TRECHO SELECIONADO
Foi a mentalidade política de Atenas que produziu o prodigioso Império Romano. Todo romano era cidadão, guerreiro e dirigido pelo Senado do Povo Romano. O povo romano não trabalhava. Ou guerreava para se tornar dono de terra, ou governava províncias conquistadas, ou vivia gratuitamente de pão e circo, concedidos pelo Imperador. O trabalho era função do escravo, ser abjeto, vil. Roma subjugou o Mundo inteiro, então conhecido, para que todos os estrangeiros, todos os bárbaros, para ela trabalhassem, enquanto o Povo Romano ou usufruísse do ócio prazeroso (pão e circo) ou se empregasse nas guerras de conquista nobilitantes.

O Cristianismo modificou essa mentalidade. Somos todos iguais, somos todos filhos de Deus, somos todos irmãos. A Terra é um lugar de passagem, de prova, de sofrimento, de conquista da Felicidade. Entre esses sofrimentos e castigos, existe um muito especial e geral: o Trabalho. Ao criar o Homem, Deus criou uma ordem social: criou os que mandam e os que obedecem. Uns trabalham mandando (fazendo guerras de pilhagem), outros trabalham obedecendo. Deus criou os Senhores (reis, senhores feudais, papas, sacerdotes) e criou os servos. Aqueles mandam, estes obedecem. Aqueles sabem, estes ignoram. Não existem escravos, mas existem servos. O servo obedece à Lei de seu senhor.

A partir do século XIV, acentua-se a presença da burguesia na Itália, o negociante rico, o povão rico, que sustentava o Rei contra o Senhor feudal e contra o Papa. A riqueza fortificou o Rei, destruiu o feudalismo, e criou o súdito. Passou a existir o Rei e o súdito. O Rei manda e faz guerras de conquista e o súdito trabalha. O súdito obedece à Lei do Rei. Quando interessa ao Rei, até morre nas guerras de conquista. A burguesia, o povão rico, descobriu o valor do trabalho (para Adams Smith a riqueza é o trabalho eficiente) e o valor dos prazeres terrenos adquiridos pelo trabalho: “Terra, melhor que o céu!” (Olavo Bilac)

No fim do século XVIII, no continente chamado América, ocorre extraordinária revolução política, cria-se um Estado, um País, uma Nação, sem Rei. Um Estado sem Rei e sem súditos. Um Estado onde os conviventes são iguais politicamente, onde não há essa divisão entre os indivíduos que mandam e os indivíduos que obedecem. Todos mandam e todos obedecem. E todos trabalham. Todos fazem a Lei e todos obedecem à Lei. Todos se autogovernam. Todos somos cidadãos.

[Dados registrados]
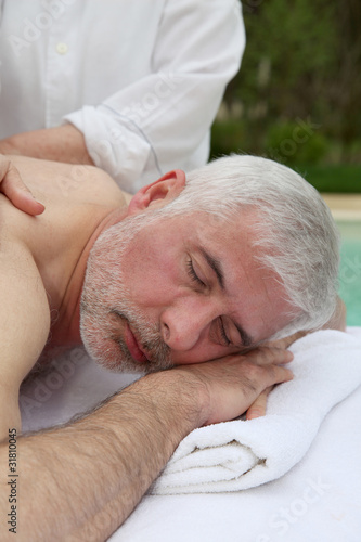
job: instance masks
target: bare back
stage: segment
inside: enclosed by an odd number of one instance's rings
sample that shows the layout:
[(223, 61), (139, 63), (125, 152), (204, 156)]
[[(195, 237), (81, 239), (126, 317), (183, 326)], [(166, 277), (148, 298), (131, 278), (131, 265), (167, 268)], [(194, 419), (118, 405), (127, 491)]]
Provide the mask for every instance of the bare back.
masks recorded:
[(87, 255), (107, 217), (126, 212), (129, 202), (98, 168), (11, 160), (46, 211), (28, 216), (0, 194), (0, 411), (7, 410), (8, 425), (18, 410), (18, 386), (47, 344), (51, 311), (57, 313), (54, 335), (70, 343), (76, 336)]

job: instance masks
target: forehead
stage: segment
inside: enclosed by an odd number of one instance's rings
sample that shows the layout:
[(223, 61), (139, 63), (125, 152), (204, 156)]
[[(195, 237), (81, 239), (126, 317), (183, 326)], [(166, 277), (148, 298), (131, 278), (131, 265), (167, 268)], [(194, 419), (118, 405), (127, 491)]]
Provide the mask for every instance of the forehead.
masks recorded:
[(203, 217), (195, 244), (220, 263), (234, 315), (259, 341), (288, 324), (294, 311), (280, 278), (262, 263), (262, 249), (255, 246), (256, 219), (255, 212), (240, 212), (232, 220)]

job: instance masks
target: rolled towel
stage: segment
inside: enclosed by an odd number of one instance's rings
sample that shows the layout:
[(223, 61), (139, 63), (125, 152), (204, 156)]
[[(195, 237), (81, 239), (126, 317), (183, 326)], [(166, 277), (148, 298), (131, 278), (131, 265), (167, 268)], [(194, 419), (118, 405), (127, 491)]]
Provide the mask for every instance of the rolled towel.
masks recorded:
[(238, 491), (281, 477), (302, 459), (327, 412), (361, 384), (361, 340), (320, 331), (291, 350), (294, 379), (273, 389), (266, 416), (195, 429), (150, 493)]

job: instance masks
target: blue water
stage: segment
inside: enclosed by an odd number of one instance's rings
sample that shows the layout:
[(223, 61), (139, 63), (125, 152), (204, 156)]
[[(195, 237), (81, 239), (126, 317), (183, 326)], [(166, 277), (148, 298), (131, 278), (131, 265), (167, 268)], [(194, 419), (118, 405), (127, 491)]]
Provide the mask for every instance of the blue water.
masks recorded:
[(347, 308), (347, 325), (361, 325), (361, 220), (337, 221), (341, 234), (339, 295)]

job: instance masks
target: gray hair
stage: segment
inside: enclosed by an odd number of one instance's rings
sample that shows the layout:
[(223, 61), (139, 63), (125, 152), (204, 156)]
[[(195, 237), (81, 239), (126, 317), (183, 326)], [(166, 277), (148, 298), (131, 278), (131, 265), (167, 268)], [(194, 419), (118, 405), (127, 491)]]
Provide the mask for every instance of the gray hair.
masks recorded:
[(227, 156), (189, 173), (184, 190), (160, 211), (230, 220), (250, 208), (257, 210), (258, 260), (276, 273), (298, 312), (272, 338), (322, 327), (336, 309), (339, 235), (328, 207), (301, 176), (267, 158)]

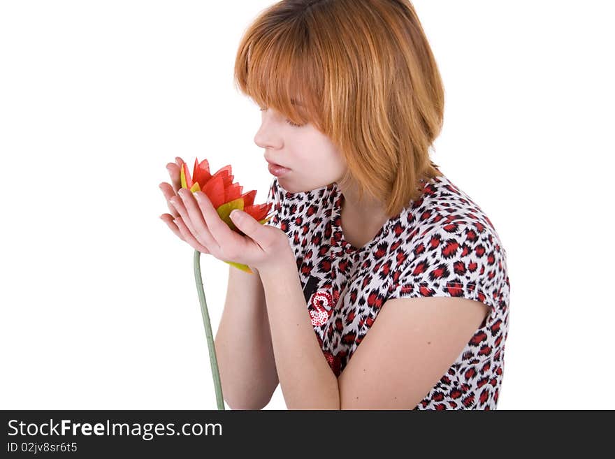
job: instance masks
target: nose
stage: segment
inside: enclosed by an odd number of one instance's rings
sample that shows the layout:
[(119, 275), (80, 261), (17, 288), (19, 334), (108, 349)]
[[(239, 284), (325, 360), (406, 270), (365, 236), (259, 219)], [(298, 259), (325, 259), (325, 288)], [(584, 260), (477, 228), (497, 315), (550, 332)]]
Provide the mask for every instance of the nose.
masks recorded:
[(282, 139), (276, 134), (277, 129), (270, 119), (266, 115), (263, 116), (261, 127), (254, 135), (254, 143), (265, 150), (277, 150), (280, 147)]

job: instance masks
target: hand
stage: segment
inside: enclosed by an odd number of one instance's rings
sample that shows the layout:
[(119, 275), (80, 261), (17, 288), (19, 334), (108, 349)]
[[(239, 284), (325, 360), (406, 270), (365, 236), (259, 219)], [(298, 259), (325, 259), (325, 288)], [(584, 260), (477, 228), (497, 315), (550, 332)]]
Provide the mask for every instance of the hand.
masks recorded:
[[(183, 163), (184, 160), (182, 159), (180, 157), (177, 156), (175, 158), (175, 163), (168, 163), (166, 165), (166, 168), (168, 170), (168, 175), (171, 176), (171, 184), (168, 184), (166, 182), (163, 182), (160, 184), (160, 185), (159, 185), (159, 187), (162, 191), (162, 194), (164, 195), (164, 198), (166, 199), (166, 205), (168, 207), (169, 211), (171, 212), (171, 214), (163, 214), (160, 216), (160, 218), (168, 226), (171, 230), (178, 236), (178, 238), (181, 239), (182, 241), (188, 242), (190, 245), (194, 247), (199, 252), (202, 252), (205, 254), (208, 254), (209, 252), (207, 252), (207, 249), (205, 249), (205, 247), (201, 247), (201, 249), (198, 249), (196, 247), (198, 245), (198, 243), (196, 240), (194, 240), (194, 238), (191, 238), (191, 240), (186, 240), (184, 234), (180, 229), (180, 226), (182, 224), (181, 219), (178, 220), (179, 222), (179, 226), (173, 222), (173, 219), (178, 219), (180, 217), (180, 214), (178, 213), (178, 211), (175, 210), (173, 204), (171, 203), (171, 199), (178, 196), (177, 193), (182, 187), (181, 178), (180, 176), (180, 169), (182, 167), (182, 164)], [(186, 228), (184, 229), (185, 231)]]
[(176, 219), (184, 240), (196, 250), (223, 261), (233, 261), (256, 270), (274, 268), (278, 263), (294, 260), (288, 238), (282, 230), (263, 225), (249, 214), (237, 211), (231, 217), (238, 230), (231, 230), (202, 191), (180, 189), (170, 198), (180, 214)]

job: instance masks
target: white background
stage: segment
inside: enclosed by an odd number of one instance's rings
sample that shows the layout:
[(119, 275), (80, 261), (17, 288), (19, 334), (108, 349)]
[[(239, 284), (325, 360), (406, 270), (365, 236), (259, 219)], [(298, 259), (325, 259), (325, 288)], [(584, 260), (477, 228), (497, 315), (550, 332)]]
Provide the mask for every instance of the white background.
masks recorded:
[[(194, 250), (158, 185), (206, 158), (264, 202), (233, 66), (272, 3), (0, 3), (2, 409), (215, 409)], [(612, 409), (612, 7), (414, 4), (446, 89), (432, 157), (507, 252), (498, 409)], [(215, 333), (229, 265), (201, 267)]]

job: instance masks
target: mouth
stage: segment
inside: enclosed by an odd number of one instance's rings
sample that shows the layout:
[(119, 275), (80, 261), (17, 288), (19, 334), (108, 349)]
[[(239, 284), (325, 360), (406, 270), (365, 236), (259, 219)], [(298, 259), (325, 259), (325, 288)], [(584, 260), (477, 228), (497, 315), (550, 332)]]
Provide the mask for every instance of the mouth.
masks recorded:
[(269, 160), (268, 160), (268, 159), (266, 159), (265, 161), (266, 161), (268, 163), (269, 163), (269, 164), (270, 164), (270, 166), (274, 166), (274, 167), (276, 167), (276, 168), (284, 168), (284, 169), (289, 169), (289, 170), (290, 170), (289, 168), (287, 168), (287, 167), (286, 167), (285, 166), (282, 166), (282, 164), (278, 164), (277, 163), (272, 163), (270, 161), (269, 161)]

INSTRUÇÕES
Repita literalmente, no texto sobre a cidadania, a passagem que vai de "No fim do século" até "Todos somos cidadãos.".

SOLUÇÃO COMENTADA
No fim do século XVIII, no continente chamado América, ocorre extraordinária revolução política, cria-se um Estado, um País, uma Nação, sem Rei. Um Estado sem Rei e sem súditos. Um Estado onde os conviventes são iguais politicamente, onde não há essa divisão entre os indivíduos que mandam e os indivíduos que obedecem. Todos mandam e todos obedecem. E todos trabalham. Todos fazem a Lei e todos obedecem à Lei. Todos se autogovernam. Todos somos cidadãos.